begin

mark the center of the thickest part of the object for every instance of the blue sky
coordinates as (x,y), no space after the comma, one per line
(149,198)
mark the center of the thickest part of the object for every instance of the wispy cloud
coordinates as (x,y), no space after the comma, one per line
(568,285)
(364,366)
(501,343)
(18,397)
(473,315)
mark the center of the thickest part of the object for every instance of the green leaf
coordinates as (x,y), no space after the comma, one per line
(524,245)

end

(Problem to work on) Reproduce all the items above, substituting "widest" for every occurrence of "thickest" and leaving everything else unchanged.

(Correct answer)
mark the center of the widest part of the object for every instance of the blue sky
coordinates as (x,y), no space after the comma, one per line
(149,198)
mark the center of the widest part of the object for every instance of the wispy cloud
coordinates as (x,y), no space after the comma, one per line
(568,285)
(364,366)
(501,343)
(18,397)
(473,315)
mark the center of the widest part of the object for every instance of the green leaf
coordinates as (x,y), no space after the comma, one per line
(524,245)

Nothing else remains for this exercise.